▶ **Assigned task**:
Although the entries contain pictures, only their words should be duplicated exactly.

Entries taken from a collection
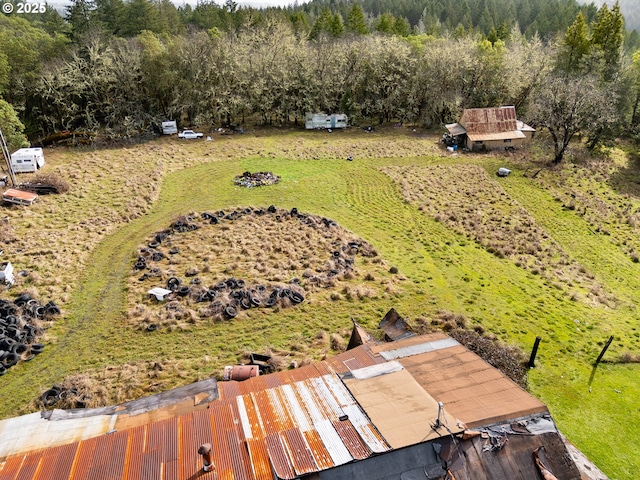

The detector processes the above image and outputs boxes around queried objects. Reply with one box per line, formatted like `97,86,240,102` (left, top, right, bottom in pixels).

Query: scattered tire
177,286,190,297
289,291,304,304
167,277,181,291
264,297,277,308
0,365,6,376
224,306,237,319
30,344,45,354
41,389,60,407
145,324,158,332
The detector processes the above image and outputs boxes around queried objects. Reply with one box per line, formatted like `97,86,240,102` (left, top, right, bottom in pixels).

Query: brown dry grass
382,164,614,306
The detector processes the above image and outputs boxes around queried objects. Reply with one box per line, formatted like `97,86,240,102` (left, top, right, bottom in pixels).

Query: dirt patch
127,207,400,330
382,164,613,306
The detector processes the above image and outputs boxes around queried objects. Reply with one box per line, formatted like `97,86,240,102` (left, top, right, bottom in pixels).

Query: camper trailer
305,113,348,130
162,120,178,135
10,148,45,173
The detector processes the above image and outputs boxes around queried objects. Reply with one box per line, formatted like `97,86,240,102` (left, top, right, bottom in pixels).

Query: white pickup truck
178,129,204,139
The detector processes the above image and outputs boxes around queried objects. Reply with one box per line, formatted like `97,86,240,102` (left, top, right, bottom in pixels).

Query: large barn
0,326,603,480
445,106,535,151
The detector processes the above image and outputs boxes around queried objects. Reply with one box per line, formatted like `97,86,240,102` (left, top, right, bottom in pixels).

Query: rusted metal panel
314,420,353,465
69,436,97,480
179,414,196,480
226,430,254,480
105,430,129,480
36,443,78,480
332,420,370,460
245,438,273,480
302,430,333,470
265,433,295,480
0,455,24,479
163,418,180,480
281,428,317,475
140,447,161,480
210,403,235,479
124,425,146,480
14,455,40,480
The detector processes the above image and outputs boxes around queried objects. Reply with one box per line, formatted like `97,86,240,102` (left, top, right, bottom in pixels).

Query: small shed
446,106,535,151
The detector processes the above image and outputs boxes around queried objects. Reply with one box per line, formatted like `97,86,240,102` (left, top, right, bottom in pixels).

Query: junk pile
234,171,281,188
0,293,61,375
40,384,91,409
134,206,378,330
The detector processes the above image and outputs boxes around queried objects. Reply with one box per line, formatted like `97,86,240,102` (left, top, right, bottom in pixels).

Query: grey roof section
379,337,460,360
318,440,447,480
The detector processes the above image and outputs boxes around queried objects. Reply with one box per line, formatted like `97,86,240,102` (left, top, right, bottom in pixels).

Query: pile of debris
234,171,281,188
18,173,70,195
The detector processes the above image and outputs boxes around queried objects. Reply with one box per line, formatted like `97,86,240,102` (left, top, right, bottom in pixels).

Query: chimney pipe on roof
198,443,215,472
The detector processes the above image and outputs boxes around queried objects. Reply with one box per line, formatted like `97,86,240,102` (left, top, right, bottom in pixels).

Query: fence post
594,335,614,366
528,336,542,369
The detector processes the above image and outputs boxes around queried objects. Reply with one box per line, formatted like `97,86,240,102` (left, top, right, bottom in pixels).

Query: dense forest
0,0,639,163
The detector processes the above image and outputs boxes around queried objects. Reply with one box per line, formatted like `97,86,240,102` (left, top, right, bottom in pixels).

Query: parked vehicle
178,129,204,139
305,113,348,130
10,148,45,173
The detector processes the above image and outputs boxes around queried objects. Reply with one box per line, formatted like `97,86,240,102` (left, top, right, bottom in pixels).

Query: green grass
0,130,638,478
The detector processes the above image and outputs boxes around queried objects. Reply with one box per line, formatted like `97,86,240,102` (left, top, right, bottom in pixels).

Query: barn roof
0,333,584,480
447,106,535,142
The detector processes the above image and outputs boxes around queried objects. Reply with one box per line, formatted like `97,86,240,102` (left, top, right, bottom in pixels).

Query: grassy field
0,128,639,478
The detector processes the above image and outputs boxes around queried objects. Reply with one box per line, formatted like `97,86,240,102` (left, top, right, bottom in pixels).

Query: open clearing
0,128,638,479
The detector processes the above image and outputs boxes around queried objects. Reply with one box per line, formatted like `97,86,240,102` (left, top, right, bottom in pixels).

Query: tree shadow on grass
608,148,640,199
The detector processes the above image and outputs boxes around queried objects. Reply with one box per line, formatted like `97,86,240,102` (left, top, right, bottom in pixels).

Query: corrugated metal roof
0,333,558,479
467,130,526,142
445,123,467,136
460,106,519,135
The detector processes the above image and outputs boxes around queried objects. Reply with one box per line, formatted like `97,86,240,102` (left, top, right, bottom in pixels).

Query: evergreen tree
346,3,369,35
309,7,332,40
329,13,345,37
65,0,96,40
558,12,591,74
393,16,411,37
375,13,395,35
591,2,624,81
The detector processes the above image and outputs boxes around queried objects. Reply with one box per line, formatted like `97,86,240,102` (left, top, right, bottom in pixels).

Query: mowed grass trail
0,130,638,478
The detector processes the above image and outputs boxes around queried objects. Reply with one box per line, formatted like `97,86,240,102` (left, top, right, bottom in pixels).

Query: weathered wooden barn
446,106,535,151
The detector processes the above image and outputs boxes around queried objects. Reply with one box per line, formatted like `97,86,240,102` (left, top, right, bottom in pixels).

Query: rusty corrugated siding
2,355,386,480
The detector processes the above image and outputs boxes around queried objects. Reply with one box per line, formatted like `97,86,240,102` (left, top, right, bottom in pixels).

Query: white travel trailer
10,148,45,173
305,113,348,130
162,120,178,135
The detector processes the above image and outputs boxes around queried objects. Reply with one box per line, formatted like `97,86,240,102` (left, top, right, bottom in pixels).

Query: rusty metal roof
460,106,518,134
0,333,557,479
372,334,548,428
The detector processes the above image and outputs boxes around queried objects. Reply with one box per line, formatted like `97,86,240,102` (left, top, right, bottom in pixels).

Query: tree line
0,0,638,163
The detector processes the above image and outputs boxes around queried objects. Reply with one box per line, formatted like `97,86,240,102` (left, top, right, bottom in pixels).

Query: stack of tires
0,293,60,375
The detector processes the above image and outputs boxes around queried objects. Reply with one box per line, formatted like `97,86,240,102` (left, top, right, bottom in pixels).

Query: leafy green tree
527,73,616,163
626,50,640,129
345,3,369,35
0,100,28,151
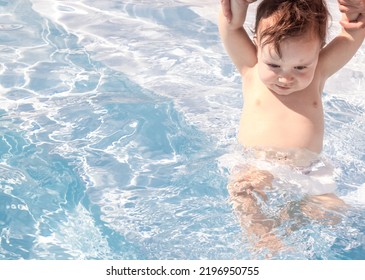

▶ **Exercise result**:
The detector processes the above image and outputs boxes around queried objects. Reply with one box per line, formatted like `97,86,240,102` (left, top, right, bottom in pixels).

Query: scattered tire
177,286,190,297
289,291,304,304
167,277,181,291
264,297,277,308
0,365,6,376
224,306,237,319
30,344,45,354
41,389,60,407
145,324,158,332
The detector processes the above image and outputs boxes around queried objects. Reply with one box per line, formatted like `97,86,240,102` (left, top, right, bottom in pixels).

Query: brown dry grass
382,164,614,306
The detector processes the above image and outputs boxes around queried objects. Reply with one box per line, formatted like `97,86,240,102` (left, top, right, bottom in pixels).

Query: dirt patch
127,207,400,330
382,164,613,306
The detector processes the above image and outputs boxes around queried objects. Reply with one box per line, formatted like `97,86,240,102` (left, top, right, bottom in pixels).

Query: camper trailer
305,113,348,130
162,120,178,135
10,148,45,173
The detector processes the above image and outputs boxes around queried objects. Reply with one box per line, formatted like `97,86,240,102` (left, top, right, bottom in pixels).

Query: white pickup truck
178,129,204,139
The detector processes the above image and outputs boxes around queried objects. Reply with one box per line, formatted like `97,86,240,102` (left, top, right, bottom in pixels).

Query: large barn
0,326,603,480
445,106,535,151
The detector processes the above image and outputs boxes around queried objects. Reply with one box per line, formatted like `97,86,240,102` (left, top, right, bottom in pixels).

Query: rusted metal panel
314,420,353,465
69,436,97,480
179,414,196,480
226,430,254,480
105,430,129,480
36,443,78,480
332,420,370,460
245,438,273,480
302,430,333,470
265,433,295,480
0,455,24,479
163,418,180,480
281,428,317,475
140,447,161,480
210,403,235,479
124,425,146,480
14,455,40,480
The detector processes the above image and outputs boxes around queried objects. Reply with one box per line, formatted like `97,86,240,102` (left, top, right, bottom in pixels).

Query: small shed
446,106,535,151
The detector processes the above image and outputs boxes around queried objects. Reply with one box per line, formatted like `97,86,240,102` (left, top, right, bottom in pixels).

Query: junk pile
234,171,281,188
0,293,61,375
40,384,91,409
134,206,378,330
The detector processes the above image and outputs boxes around queried objects. Reply with one box per line, formatted like `97,86,240,102` (left, top, right, bottom in pixels).

Query: grey roof section
379,337,460,360
318,440,447,480
The detector processes the above image and outputs boxes around queried objects. Reply with one box per line, formatted like `97,86,240,102` (left, top, right, bottom in pixels).

Query: pile of debris
234,171,281,188
18,173,70,195
The detector processes the above image and outputs boxes around queried objects. Reply with one box per line, formatted like `97,86,240,102` (left, top, right, bottom in pixels).

Query: chimney pipe on roof
198,443,215,472
The detector processes the above image and outputs boxes around queried objects. Reply with one box per line, formatted like `97,86,240,102` (left, top, right, bottom in pixels).

Query: fence post
594,335,614,366
528,336,542,369
The detector processes the above image and outputs boxes around queried objects. Reply with one box per line, formatted like `97,86,240,102` (left, top, right, bottom in pixels).

Query: dense forest
0,0,639,163
The detector processes the above image and outputs boxes around queried objects. Reply with one box per line, formatted like `97,86,240,102` (left, top, right, bottom in pixels).

Query: parked vehicle
178,129,204,139
305,113,348,130
10,148,45,173
The detector processes the above image and outputs boxes around queried objects. Reply with one box per line, formatted like `97,86,240,102` (left, top, right, bottom in pixels).

Query: green grass
0,130,638,478
The detector processes the above image and outputs boxes around queried objects. Reply with one box per line, formatted like `97,86,240,102` (left, top, right, bottom in pixels).

Query: barn roof
0,333,584,480
447,106,535,142
The detector processes the above image and outputs boxes around queried objects. Reply with one box per line, formatted like `97,86,240,102` (left, top, right, bottom in pixels).

Query: grassy field
0,128,639,478
The detector processes the above image and outputs boxes around queried objects. Reply with one box per line, formatted like `97,86,240,102` (left, top, right, bottom in pixels).

Query: open clearing
0,128,638,479
The detector processes the above image and outputs boxes around queried objects. Reply with one box per line, formatted like `97,86,240,102` (left, top, right, bottom in pixels).

Query: tree shadow on grass
608,148,640,199
The detector processes the above image and outputs boxes around queried objects. Reply with one box per line, formatted like `97,86,240,102` (left, top, right, bottom in pixels).

Query: corrugated metal roof
0,333,558,479
467,130,526,142
445,123,467,136
460,106,519,135
The detector processes the above image and outputs boxes around queried objects. Reply with one box per line, formatted like `97,86,240,102` (left, top, right, bottom in pixels).

Query: evergreen tree
346,3,369,35
309,7,332,40
329,13,345,37
65,0,96,40
558,12,591,74
393,16,411,37
375,13,395,35
591,2,624,81
The detector processes the above image and outputs boxes around queried objects. Reply with one box per line, formatted like `97,86,240,102` (left, top, right, bottom in pixels).

Query: mowed grass trail
0,130,638,478
The detector processes the above image and outputs boxes around queried objects. Reply with one box per line, formatted like `97,86,240,102` (left, top, right, bottom in pixels).

Query: weathered wooden barn
446,106,535,151
The detector processes the above image and outputs boxes around queried objects. Reply with one box per line, formatted like `97,86,240,102` (left, top, right, bottom in pixels).

Query: rusty corrugated siding
2,355,386,480
The detector processes the above image and outputs boxes around queried objects. Reply with one box per line, formatted like `97,86,240,102` (left, top, right, bottom in pixels).

Query: white travel trailer
10,148,45,173
305,113,348,130
162,120,178,135
The detector processes the above image and outputs boxes around queried objects. Reply with one box per line, formatted like `97,86,240,102` (left, top, right, bottom in pixels).

Query: rusty metal roof
460,106,518,134
0,333,557,479
372,334,548,428
The detector processes the above image and outputs boxes around queried objects. Reply with one box per line, formatted like `97,86,240,102` (left, top, right, bottom in pixels).

Query: tree line
0,0,638,163
The detector processes the above image and outputs boxes around queried objects. Reply with one box per line, formatted like `97,86,240,102` (left, top, right, bottom in pixels).

Query: stack of tires
0,293,60,375
The detector processes the above image and outputs boxes around queried objects. Reply with one box per line, formatted like `97,86,240,102` (left, top, right, bottom in pixels).

Query: leafy green tree
527,73,616,163
626,50,640,129
345,3,369,35
0,100,28,151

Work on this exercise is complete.